(Entries from a dataset)

"""

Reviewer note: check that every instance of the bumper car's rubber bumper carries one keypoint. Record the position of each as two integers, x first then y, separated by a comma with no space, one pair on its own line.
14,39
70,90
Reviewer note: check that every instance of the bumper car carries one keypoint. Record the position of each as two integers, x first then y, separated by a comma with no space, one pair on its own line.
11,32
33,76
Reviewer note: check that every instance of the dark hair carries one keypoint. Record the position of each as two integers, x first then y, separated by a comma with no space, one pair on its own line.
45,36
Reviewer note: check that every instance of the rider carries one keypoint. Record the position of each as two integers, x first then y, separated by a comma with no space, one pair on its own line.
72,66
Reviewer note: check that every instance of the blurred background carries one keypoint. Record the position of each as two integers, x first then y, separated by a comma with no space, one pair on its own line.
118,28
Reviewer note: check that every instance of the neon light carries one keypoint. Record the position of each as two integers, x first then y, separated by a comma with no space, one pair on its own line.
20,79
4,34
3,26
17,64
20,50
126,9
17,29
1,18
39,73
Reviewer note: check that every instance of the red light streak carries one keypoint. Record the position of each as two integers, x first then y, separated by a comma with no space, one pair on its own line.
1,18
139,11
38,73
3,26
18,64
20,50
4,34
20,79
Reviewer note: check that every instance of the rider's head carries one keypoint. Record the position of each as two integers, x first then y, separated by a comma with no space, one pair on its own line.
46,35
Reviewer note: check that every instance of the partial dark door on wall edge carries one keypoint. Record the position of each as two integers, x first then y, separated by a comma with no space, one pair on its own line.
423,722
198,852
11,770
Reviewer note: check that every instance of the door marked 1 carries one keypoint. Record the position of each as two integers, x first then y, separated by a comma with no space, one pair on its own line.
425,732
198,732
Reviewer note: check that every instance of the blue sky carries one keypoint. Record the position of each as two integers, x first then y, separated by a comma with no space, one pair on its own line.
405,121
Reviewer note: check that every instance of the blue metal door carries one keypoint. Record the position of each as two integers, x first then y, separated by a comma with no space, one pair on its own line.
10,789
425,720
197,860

"""

Exactly and only the lines from the line containing "Reviewer note: check that every instance of the door" through the last line of the entries should be copied, both ends included.

Result
Reviewer note: check that every instance of the door marked 1 carries one keypoint. Record the position of each as two integers, x first then y, separated by a comma with no space, one pair on its own line.
425,732
198,732
Reviewer note: check that every instance of the blue sky carries one keypoint. Record the position of each as two integers, x first then y, separated by a comma with no space, one pair on its own line.
405,121
Reviewer note: check that every instance of the blue metal door carries one keypoint. Record the position of each as two integers, x first then y, separated by a comma with no space, one pair on its own line.
10,789
425,720
197,860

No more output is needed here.